Rewrite the lines below, starting with the line containing "the man's face" and continuing through the line containing "[(63, 285)]", including the requests. Multiply every point coordinate in the answers by 2 and round to whole numbers, with halves rounding up. Leave the numbers in the requests and their sample formats unchanged, and give only those lines.

## Data for this task

* START *

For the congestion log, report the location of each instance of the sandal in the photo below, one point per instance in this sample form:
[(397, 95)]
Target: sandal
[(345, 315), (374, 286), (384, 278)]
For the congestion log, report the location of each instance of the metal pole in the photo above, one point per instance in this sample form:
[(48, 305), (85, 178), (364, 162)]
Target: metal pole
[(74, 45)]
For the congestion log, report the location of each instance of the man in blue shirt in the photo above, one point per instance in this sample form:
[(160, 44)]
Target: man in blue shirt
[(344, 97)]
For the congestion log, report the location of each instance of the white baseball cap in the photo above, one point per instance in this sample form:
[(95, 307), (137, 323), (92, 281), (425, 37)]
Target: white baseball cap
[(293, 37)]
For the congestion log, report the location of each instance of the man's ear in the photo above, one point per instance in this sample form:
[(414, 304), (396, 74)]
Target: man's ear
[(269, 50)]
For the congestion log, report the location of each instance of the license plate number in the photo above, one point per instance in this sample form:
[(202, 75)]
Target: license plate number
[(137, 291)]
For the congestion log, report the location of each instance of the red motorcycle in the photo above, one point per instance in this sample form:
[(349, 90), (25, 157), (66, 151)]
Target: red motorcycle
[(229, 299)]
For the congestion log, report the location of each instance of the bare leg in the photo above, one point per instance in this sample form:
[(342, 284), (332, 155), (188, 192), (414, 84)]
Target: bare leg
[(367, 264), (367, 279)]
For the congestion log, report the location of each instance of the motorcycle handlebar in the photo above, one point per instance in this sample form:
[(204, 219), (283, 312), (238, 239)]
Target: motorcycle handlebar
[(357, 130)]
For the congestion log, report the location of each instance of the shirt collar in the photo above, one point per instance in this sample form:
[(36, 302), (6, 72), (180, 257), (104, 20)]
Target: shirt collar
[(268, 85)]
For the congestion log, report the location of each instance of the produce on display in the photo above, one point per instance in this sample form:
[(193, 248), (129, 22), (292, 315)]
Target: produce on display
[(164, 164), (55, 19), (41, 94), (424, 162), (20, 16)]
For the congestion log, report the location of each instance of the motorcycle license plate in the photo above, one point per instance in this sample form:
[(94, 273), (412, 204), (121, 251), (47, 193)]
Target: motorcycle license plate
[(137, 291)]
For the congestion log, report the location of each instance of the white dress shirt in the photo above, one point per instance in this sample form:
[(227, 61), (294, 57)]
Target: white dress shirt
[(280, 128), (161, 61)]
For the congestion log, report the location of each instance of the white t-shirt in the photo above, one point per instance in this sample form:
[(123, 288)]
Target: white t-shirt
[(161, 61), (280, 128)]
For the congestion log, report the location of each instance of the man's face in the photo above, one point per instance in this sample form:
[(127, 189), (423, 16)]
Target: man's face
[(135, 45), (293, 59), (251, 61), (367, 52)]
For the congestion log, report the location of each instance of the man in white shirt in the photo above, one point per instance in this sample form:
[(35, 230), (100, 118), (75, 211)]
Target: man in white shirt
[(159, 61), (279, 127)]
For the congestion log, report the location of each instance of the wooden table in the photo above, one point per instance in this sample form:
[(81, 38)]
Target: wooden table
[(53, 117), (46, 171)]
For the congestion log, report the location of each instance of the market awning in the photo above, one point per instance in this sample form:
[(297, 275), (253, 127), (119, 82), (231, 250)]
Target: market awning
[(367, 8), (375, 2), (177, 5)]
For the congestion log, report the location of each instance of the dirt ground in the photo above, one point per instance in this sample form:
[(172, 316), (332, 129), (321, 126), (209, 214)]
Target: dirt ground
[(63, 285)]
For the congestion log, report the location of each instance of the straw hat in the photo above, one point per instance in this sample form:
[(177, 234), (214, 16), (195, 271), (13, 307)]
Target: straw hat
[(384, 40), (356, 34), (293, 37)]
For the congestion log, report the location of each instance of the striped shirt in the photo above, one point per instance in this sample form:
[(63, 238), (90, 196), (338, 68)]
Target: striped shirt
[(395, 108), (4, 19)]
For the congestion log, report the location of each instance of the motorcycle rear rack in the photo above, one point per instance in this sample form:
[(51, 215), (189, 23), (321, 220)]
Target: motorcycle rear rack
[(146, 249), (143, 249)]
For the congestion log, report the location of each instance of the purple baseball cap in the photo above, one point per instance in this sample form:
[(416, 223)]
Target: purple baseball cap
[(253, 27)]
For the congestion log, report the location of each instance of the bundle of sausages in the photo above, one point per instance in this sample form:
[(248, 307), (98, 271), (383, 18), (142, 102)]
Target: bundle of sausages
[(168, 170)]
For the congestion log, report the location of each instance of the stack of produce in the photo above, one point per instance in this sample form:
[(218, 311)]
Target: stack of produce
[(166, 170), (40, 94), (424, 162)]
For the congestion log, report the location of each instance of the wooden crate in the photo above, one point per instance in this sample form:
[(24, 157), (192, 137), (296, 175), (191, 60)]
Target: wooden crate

* END *

## The response
For the congestion log, report the location of each instance of the man's face in the photo above, one point per instance in this sample form:
[(127, 189), (423, 16)]
Target: man's face
[(270, 90), (586, 118), (502, 122), (734, 104)]
For the congestion log, report the location of each instance of the man in white shirt in the photo above, one point per instance in this sample form:
[(35, 230), (100, 118), (75, 211)]
Target: man in white shirt
[(318, 122), (558, 254)]
For the congestion log, report the location of each instance of the wooden table in the photo above, one point per instance in this sample form:
[(81, 38)]
Target: wooden table
[(106, 234), (92, 342)]
For the congestion log, report the location of each instance of the market awning in the photo above, one point per instance in this sample form:
[(297, 275), (253, 127), (119, 82), (231, 250)]
Target: market awning
[(734, 16), (750, 4), (354, 10)]
For the congestion log, report the location of each instance of the dirt ground in the photo above, one point per instance in this sample form:
[(172, 316), (332, 129), (321, 126), (209, 214)]
Target: dirt ground
[(126, 570)]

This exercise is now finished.